Render every line of the items that follow as a Markdown table with two columns, No. and Text, numbering each row and leaving out blank lines.

== == ==

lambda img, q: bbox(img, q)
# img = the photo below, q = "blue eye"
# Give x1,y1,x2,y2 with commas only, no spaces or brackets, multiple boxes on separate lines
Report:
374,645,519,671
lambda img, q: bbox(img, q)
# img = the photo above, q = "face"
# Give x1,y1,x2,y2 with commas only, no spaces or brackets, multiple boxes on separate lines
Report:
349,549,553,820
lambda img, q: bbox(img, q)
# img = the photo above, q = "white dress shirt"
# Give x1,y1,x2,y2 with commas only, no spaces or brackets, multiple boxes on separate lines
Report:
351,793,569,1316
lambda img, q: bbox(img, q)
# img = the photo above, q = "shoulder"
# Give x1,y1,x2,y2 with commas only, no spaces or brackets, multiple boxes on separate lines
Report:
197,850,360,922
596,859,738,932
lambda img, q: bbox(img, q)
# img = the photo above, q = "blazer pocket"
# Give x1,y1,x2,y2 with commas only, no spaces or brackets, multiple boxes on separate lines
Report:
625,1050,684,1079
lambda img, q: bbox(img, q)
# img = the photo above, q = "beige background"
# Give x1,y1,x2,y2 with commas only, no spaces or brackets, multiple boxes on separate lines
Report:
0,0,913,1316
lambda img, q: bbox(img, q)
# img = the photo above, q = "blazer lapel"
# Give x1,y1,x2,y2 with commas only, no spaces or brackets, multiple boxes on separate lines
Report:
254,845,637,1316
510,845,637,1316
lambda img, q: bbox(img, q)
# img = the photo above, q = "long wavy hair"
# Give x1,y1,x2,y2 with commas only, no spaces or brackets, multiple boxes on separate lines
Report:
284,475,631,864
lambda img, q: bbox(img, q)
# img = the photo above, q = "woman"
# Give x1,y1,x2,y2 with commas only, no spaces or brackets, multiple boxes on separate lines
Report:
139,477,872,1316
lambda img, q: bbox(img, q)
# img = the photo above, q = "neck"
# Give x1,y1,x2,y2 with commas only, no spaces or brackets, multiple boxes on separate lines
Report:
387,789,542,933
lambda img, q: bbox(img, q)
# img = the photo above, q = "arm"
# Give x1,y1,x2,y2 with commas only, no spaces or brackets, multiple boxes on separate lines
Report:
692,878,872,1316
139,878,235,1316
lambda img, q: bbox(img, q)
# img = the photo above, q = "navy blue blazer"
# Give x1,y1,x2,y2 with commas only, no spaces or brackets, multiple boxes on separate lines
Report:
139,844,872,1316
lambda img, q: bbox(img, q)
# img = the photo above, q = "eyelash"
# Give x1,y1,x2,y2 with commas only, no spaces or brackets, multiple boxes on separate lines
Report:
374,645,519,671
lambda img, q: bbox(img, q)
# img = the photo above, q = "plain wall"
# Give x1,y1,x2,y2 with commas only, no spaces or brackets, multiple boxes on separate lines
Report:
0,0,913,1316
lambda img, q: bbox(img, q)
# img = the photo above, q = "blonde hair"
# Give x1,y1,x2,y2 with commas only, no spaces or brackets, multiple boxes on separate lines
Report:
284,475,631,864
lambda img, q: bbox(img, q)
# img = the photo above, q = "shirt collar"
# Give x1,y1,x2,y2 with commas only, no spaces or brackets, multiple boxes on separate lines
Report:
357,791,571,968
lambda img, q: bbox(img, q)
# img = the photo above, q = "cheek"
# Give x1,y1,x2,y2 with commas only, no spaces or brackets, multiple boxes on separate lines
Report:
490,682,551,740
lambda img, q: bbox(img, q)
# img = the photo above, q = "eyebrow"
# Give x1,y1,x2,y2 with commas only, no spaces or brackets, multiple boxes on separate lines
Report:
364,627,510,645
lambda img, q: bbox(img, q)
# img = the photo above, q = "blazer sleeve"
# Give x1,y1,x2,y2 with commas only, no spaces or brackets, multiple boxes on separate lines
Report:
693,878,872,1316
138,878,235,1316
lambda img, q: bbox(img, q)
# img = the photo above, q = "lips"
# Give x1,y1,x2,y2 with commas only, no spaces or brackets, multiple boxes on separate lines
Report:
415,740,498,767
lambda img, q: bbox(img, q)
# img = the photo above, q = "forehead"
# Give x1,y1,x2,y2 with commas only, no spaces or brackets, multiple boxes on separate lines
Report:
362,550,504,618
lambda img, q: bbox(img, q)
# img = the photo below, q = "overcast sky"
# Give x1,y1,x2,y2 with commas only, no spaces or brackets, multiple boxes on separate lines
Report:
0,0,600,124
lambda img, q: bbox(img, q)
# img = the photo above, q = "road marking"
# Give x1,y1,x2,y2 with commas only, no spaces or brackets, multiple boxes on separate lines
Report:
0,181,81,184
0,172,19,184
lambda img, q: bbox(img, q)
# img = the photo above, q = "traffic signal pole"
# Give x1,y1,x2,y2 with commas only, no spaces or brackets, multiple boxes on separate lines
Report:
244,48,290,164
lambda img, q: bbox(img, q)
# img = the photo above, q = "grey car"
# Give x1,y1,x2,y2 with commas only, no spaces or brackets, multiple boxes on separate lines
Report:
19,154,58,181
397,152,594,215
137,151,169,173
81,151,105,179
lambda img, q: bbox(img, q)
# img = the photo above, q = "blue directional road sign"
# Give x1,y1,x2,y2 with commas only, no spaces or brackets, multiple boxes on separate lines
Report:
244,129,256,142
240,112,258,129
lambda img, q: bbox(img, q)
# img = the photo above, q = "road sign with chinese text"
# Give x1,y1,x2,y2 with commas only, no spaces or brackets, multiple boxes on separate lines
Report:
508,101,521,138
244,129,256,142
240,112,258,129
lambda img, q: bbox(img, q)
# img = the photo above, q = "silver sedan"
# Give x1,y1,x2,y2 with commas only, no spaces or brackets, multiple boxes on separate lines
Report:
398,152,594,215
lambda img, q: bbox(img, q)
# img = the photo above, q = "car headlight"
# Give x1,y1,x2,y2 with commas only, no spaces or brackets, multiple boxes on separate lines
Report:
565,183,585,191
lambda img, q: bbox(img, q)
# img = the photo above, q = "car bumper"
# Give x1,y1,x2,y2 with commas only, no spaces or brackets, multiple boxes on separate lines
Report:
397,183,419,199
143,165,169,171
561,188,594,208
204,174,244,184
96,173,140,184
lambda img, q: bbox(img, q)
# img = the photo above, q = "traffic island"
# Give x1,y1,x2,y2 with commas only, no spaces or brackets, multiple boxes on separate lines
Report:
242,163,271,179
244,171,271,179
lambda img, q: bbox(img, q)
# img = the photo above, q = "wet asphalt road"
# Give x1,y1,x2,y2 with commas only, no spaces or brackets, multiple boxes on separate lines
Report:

== == ==

* [ANSWER]
| No. | Text |
|---|---|
| 1 | lambda img, q: bbox(img, q) |
| 2 | # img = the photo below, q = "blue eye" |
| 3 | # Give x1,y1,x2,y2 with commas only, no spaces or brackets, multiple boxes on separate lines |
| 4 | Report: |
| 5 | 374,645,519,671 |
| 6 | lambda img, q: bbox(img, q) |
| 7 | # img = the photo above, q = "face" |
| 8 | # Give x1,y1,x2,y2 with commas only, no spaces or brackets, multiple boxes on separate lines |
| 9 | Report: |
| 10 | 349,549,553,820 |
| 11 | lambda img, q: bbox(img, q) |
| 12 | # img = the photo above, q = "white dress shirt" |
| 13 | # Give x1,y1,x2,y2 with commas only, no spaces or brackets, multiple boxes on separate lines |
| 14 | Report: |
| 15 | 351,793,569,1316 |
| 16 | lambda img, q: bbox(img, q) |
| 17 | # img = the photo above, q = "shoulder" |
| 18 | # Give x1,y1,x2,y2 with commas only, no spaces or brackets, multiple boxes on separate lines |
| 19 | Report: |
| 20 | 197,850,360,922 |
| 21 | 596,859,738,932 |
| 22 | lambda img, q: bbox(img, q) |
| 23 | # img = the photo above, q = "blazer pocket" |
| 24 | # Give x1,y1,x2,y2 with commas only, no spaces or brackets, multiple boxes on separate lines |
| 25 | Report: |
| 26 | 625,1050,684,1079 |
| 27 | lambda img, q: bbox(img, q) |
| 28 | # img = the photo above, q = "beige background" |
| 29 | # Give x1,y1,x2,y2 with commas only, no spaces or brackets, multiple boxes on separate lines |
| 30 | Report: |
| 31 | 0,0,913,1316 |
| 32 | lambda img, q: bbox(img, q) |
| 33 | # img = the photo above, q = "blazer lapel" |
| 34 | # Give x1,y1,x2,y2 with commas only, no spaces or brackets, multiple boxes on separate lines |
| 35 | Report: |
| 36 | 254,845,637,1316 |
| 37 | 510,845,637,1316 |
| 38 | lambda img, q: bbox(img, q) |
| 39 | # img = the photo above, q = "long wavy hair" |
| 40 | # Give x1,y1,x2,y2 with commas only, no spaces or brackets, multiple boxes on separate lines |
| 41 | Report: |
| 42 | 284,475,631,864 |
| 43 | lambda img, q: bbox(img, q) |
| 44 | # img = the photo above, q = "woman" |
| 45 | # Give x1,y1,x2,y2 with commas only, no spaces or brackets, multiple boxes on separate lines |
| 46 | Report: |
| 47 | 139,477,872,1316 |
| 48 | lambda img, q: bbox(img, q) |
| 49 | # img = the photo above, q = "neck" |
| 50 | # Give x1,y1,x2,y2 with commas only, no spaces or brackets, multiple boxes on separate lines |
| 51 | Report: |
| 52 | 387,789,542,933 |
| 53 | lambda img, q: bbox(img, q) |
| 54 | # img = the photo above, q = "arm" |
| 55 | # Give x1,y1,x2,y2 with commas only, no spaces or brackets, multiple boxes on separate lines |
| 56 | Report: |
| 57 | 692,878,872,1316 |
| 58 | 139,878,235,1316 |
| 59 | lambda img, q: bbox(img, q) |
| 60 | # img = the photo above, q = "navy blue blazer" |
| 61 | # Give x1,y1,x2,y2 with commas only, no spaces or brackets, multiple boxes on separate lines |
| 62 | Report: |
| 63 | 139,844,872,1316 |
| 64 | lambda img, q: bbox(img, q) |
| 65 | # img = the photo above, q = "eyelash" |
| 66 | # Give x1,y1,x2,y2 with commas only, no spaces or brackets, multiple boxes on separate lines |
| 67 | Report: |
| 68 | 374,645,519,671 |
| 69 | lambda img, q: bbox(img, q) |
| 70 | # img = the photo above, q = "plain wall" |
| 71 | # Give x1,y1,x2,y2 with commas only, no spaces or brackets, multiple boxes on separate lines |
| 72 | Report: |
| 73 | 0,0,913,1316 |
| 74 | lambda img, q: bbox(img, q) |
| 75 | # img = the photo above, q = "blonde hair" |
| 76 | # Give x1,y1,x2,y2 with commas only, no spaces or brackets, multiple boxes on separate lines |
| 77 | Report: |
| 78 | 284,475,631,864 |
| 79 | lambda img, q: bbox(img, q) |
| 80 | # img = the photo above, q = "shirt collar" |
| 81 | # Give x1,y1,x2,y2 with commas only, no spaces or brackets, multiple boxes on separate lines |
| 82 | Report: |
| 83 | 357,791,571,968 |
| 84 | lambda img, q: bbox(img, q) |
| 85 | # img = the photo above, q = "cheek" |
| 86 | # Give x1,y1,x2,y2 with commas only, no spaces or brackets, multiple boxes on separate lines |
| 87 | Report: |
| 88 | 490,682,551,740 |
| 89 | lambda img, q: bbox(img, q) |
| 90 | # img = the photo above, q = "eyebrow" |
| 91 | # Give x1,y1,x2,y2 with commas only, no spaces or brackets, multiple boxes on separate lines |
| 92 | Report: |
| 93 | 364,627,510,645 |
| 94 | lambda img, q: bbox(img, q) |
| 95 | # img = the photo above, q = "blazer sleeve" |
| 96 | # Give x1,y1,x2,y2 with commas only, no spaces or brackets, multiple boxes on separate lines |
| 97 | Report: |
| 98 | 693,878,872,1316 |
| 99 | 138,878,235,1316 |
| 100 | lambda img, q: bbox(img, q) |
| 101 | # img = the photo above, q = "lips" |
| 102 | # Give x1,y1,x2,y2 with commas only, no spaces or brackets, multiple boxes on separate lines |
| 103 | Report: |
| 104 | 415,740,498,767 |
| 105 | lambda img, q: bbox(img, q) |
| 106 | # img = the photo above, q = "forehead" |
| 107 | # Give x1,y1,x2,y2 with commas only, no spaces or brackets, multiple boxes on separate lines |
| 108 | Report: |
| 109 | 362,550,504,618 |
| 110 | lambda img, q: bbox(img, q) |
| 111 | # img = the photo below, q = "overcast sky" |
| 112 | # Give x1,y1,x2,y2 with commas only, no spaces or brackets, multiple boxes on separate lines |
| 113 | Report: |
| 114 | 0,0,600,124 |
| 115 | lambda img, q: bbox(img, q) |
| 116 | # img = the photo above, q = "road marking" |
| 117 | # Give x1,y1,x2,y2 with commas only, no spaces or brackets, multiple boxes on separate lines |
| 118 | Report: |
| 119 | 0,181,81,184 |
| 120 | 0,172,19,184 |
| 121 | lambda img, q: bbox(img, q) |
| 122 | # img = the photo above, q = "traffic signal pole" |
| 123 | # Give x1,y1,x2,y2 with commas only, no spaces or brackets, multiple boxes on separate lines |
| 124 | Report: |
| 125 | 244,48,290,164 |
| 126 | lambda img, q: bbox(img, q) |
| 127 | # img = the photo above, q = "grey car" |
| 128 | # Give x1,y1,x2,y2 with commas only, no spaces or brackets, multiple boxes on separate lines |
| 129 | Report: |
| 130 | 19,154,58,181 |
| 131 | 397,152,594,215 |
| 132 | 137,151,169,173 |
| 133 | 81,151,105,179 |
| 134 | lambda img, q: bbox(img, q) |
| 135 | # img = the photo above, q = "blue directional road sign" |
| 136 | # Give x1,y1,x2,y2 with commas only, no spaces or brackets, multiple boxes on separate lines |
| 137 | Report: |
| 138 | 244,129,256,142 |
| 139 | 240,112,258,129 |
| 140 | lambda img, q: bbox(img, q) |
| 141 | # img = the photo above, q = "road sign with chinese text" |
| 142 | # Give x1,y1,x2,y2 with commas only, no spaces or brackets, multiple boxes on separate lines |
| 143 | Report: |
| 144 | 508,101,521,138 |
| 145 | 244,129,256,142 |
| 146 | 240,112,258,129 |
| 147 | lambda img, q: bbox(img, q) |
| 148 | # img = the photo above, q = "silver sedan" |
| 149 | # Give x1,y1,x2,y2 with commas only, no spaces or brackets, multiple boxes on separate lines |
| 150 | Report: |
| 151 | 398,152,594,215 |
| 152 | lambda img, q: bbox(img, q) |
| 153 | # img = the photo above, q = "car headlight" |
| 154 | # Give x1,y1,x2,y2 with commas only, no spaces or brackets, multiple boxes on separate lines |
| 155 | Report: |
| 156 | 565,183,585,191 |
| 157 | lambda img, q: bbox(img, q) |
| 158 | # img = the photo above, q = "car bumper" |
| 159 | # Give x1,y1,x2,y2 with commas only, no spaces or brackets, multiple boxes on separate lines |
| 160 | Report: |
| 161 | 397,183,419,199 |
| 162 | 143,165,169,171 |
| 163 | 561,188,594,208 |
| 164 | 204,174,244,184 |
| 165 | 96,173,140,184 |
| 166 | lambda img, q: bbox(img, q) |
| 167 | # img = the photo above, q = "traffic island" |
| 168 | # Give x1,y1,x2,y2 with commas only, no spaces or brackets, multiple boxes on separate lines |
| 169 | Report: |
| 170 | 242,163,271,179 |
| 171 | 244,171,271,179 |
| 172 | lambda img, q: bbox(img, q) |
| 173 | # img = the photo above, q = "wet asphalt road" |
| 174 | # Give x1,y1,x2,y2 with commas only, no spaces or brackets, multiple boxes on separate lines |
| 175 | Report: |